Repeat every record below exactly as written.

Pointing dataset records:

[start]

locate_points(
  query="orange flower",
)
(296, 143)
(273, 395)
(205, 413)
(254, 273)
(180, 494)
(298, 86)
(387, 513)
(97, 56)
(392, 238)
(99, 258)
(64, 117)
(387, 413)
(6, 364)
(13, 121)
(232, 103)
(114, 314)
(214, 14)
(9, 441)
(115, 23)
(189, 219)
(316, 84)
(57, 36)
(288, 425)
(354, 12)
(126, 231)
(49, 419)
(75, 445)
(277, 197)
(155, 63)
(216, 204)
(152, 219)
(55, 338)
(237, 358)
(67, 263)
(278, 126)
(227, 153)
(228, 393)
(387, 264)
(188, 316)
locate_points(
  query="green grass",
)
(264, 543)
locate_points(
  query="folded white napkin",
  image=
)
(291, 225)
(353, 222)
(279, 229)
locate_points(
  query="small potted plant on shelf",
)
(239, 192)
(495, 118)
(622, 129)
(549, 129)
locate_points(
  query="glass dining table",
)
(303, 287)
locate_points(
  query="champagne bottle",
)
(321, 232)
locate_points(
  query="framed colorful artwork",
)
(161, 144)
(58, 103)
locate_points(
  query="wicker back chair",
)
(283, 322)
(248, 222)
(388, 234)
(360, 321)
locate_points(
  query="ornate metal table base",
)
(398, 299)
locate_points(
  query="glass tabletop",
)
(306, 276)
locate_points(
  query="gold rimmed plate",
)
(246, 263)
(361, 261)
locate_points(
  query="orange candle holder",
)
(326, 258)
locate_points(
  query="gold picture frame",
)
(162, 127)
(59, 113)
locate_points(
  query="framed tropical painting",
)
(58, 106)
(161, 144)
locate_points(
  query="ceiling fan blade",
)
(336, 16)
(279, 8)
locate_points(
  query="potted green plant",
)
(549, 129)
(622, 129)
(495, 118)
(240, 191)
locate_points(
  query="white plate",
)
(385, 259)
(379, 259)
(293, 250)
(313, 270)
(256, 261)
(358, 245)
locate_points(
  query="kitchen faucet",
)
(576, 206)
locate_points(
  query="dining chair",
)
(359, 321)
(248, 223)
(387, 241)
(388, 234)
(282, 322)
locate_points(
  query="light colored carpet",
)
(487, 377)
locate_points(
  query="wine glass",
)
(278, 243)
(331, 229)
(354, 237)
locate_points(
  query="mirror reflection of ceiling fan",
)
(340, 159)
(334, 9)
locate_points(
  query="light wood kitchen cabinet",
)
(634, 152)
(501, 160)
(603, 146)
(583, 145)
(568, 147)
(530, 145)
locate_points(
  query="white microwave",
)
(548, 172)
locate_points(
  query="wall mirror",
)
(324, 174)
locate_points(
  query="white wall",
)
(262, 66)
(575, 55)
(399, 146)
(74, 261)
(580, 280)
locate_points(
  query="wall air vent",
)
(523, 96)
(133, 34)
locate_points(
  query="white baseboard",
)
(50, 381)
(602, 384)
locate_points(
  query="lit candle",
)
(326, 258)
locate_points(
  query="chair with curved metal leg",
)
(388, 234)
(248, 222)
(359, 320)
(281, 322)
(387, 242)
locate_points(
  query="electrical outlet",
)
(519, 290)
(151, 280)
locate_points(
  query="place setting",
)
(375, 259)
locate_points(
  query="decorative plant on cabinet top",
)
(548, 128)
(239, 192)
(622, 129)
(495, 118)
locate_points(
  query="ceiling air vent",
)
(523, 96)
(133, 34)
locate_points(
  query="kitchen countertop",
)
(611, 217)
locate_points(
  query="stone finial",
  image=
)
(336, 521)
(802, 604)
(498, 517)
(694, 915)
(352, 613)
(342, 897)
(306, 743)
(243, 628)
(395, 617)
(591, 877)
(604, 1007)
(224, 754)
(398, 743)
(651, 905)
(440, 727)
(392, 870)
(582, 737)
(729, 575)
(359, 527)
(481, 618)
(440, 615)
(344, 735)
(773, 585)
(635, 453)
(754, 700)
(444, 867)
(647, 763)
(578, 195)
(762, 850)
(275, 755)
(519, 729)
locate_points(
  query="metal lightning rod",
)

[end]

§ **Finished task**:
locate_points(
  query="orange flower",
)
(296, 143)
(273, 395)
(205, 413)
(254, 273)
(180, 494)
(298, 86)
(387, 513)
(97, 56)
(392, 238)
(99, 258)
(64, 117)
(387, 413)
(6, 364)
(13, 121)
(232, 103)
(114, 314)
(214, 14)
(9, 441)
(115, 23)
(189, 219)
(316, 84)
(57, 36)
(288, 425)
(354, 12)
(126, 231)
(49, 419)
(75, 445)
(277, 197)
(155, 63)
(216, 204)
(152, 219)
(55, 338)
(237, 358)
(67, 263)
(278, 126)
(227, 153)
(228, 393)
(387, 264)
(188, 316)
locate_points(
  query="green grass",
)
(264, 543)
locate_points(
  query="folded white napkin",
  image=
)
(291, 225)
(353, 222)
(279, 229)
locate_points(
  query="small potted plant on shelf",
)
(239, 192)
(495, 118)
(622, 129)
(549, 129)
locate_points(
  query="glass dining table",
)
(303, 287)
locate_points(
  query="champagne bottle",
)
(321, 232)
locate_points(
  query="framed colorful artwork",
)
(161, 144)
(58, 103)
locate_points(
  query="wicker back chair",
)
(283, 322)
(248, 222)
(388, 234)
(360, 321)
locate_points(
  query="ornate metal table base",
)
(398, 299)
locate_points(
  query="glass tabletop",
)
(306, 276)
locate_points(
  query="gold rimmed plate",
)
(246, 263)
(361, 261)
locate_points(
  query="orange candle holder",
)
(326, 258)
locate_points(
  query="gold picture frame",
)
(162, 127)
(59, 113)
locate_points(
  query="framed tropical painting",
)
(58, 106)
(161, 144)
locate_points(
  query="ceiling fan blade",
)
(336, 16)
(279, 8)
locate_points(
  query="potted green plant",
)
(549, 129)
(622, 129)
(495, 118)
(240, 191)
locate_points(
  query="white plate",
)
(385, 259)
(379, 259)
(293, 250)
(313, 270)
(256, 261)
(358, 245)
locate_points(
  query="kitchen faucet",
)
(576, 206)
locate_points(
  query="dining chair",
)
(359, 321)
(248, 223)
(387, 241)
(388, 234)
(282, 322)
locate_points(
  query="light colored carpet",
)
(487, 377)
locate_points(
  query="wine glass",
)
(278, 243)
(331, 229)
(354, 237)
locate_points(
  query="mirror reflection of ceiling fan",
)
(340, 159)
(334, 9)
locate_points(
  query="light wood kitchen cabinet",
)
(634, 152)
(501, 160)
(603, 146)
(583, 145)
(568, 147)
(530, 145)
locate_points(
  query="white microwave",
)
(548, 172)
locate_points(
  query="wall mirror",
)
(324, 174)
locate_points(
  query="white wall",
)
(262, 66)
(575, 55)
(399, 146)
(74, 261)
(580, 280)
locate_points(
  query="wall air vent",
)
(523, 96)
(133, 34)
locate_points(
  query="white baseboard",
)
(50, 381)
(602, 384)
locate_points(
  query="lit candle",
)
(326, 258)
locate_points(
  query="chair with curved metal leg",
)
(388, 234)
(248, 222)
(359, 320)
(281, 322)
(387, 242)
locate_points(
  query="electrical outlet",
)
(519, 290)
(151, 280)
locate_points(
  query="place setting",
)
(375, 259)
locate_points(
  query="decorative plant on cabinet top",
)
(548, 128)
(239, 192)
(622, 129)
(495, 118)
locate_points(
  query="ceiling air vent",
)
(523, 96)
(133, 34)
locate_points(
  query="kitchen countertop",
)
(611, 217)
locate_points(
  query="stone finial",
  image=
)
(336, 521)
(802, 604)
(498, 517)
(694, 915)
(352, 613)
(342, 897)
(306, 743)
(243, 628)
(395, 617)
(591, 877)
(604, 1007)
(224, 754)
(398, 743)
(651, 905)
(440, 727)
(392, 870)
(582, 737)
(729, 575)
(359, 527)
(481, 618)
(440, 615)
(344, 735)
(773, 585)
(635, 453)
(754, 700)
(444, 867)
(647, 763)
(578, 195)
(762, 850)
(275, 755)
(519, 729)
locate_points(
  query="metal lightning rod",
)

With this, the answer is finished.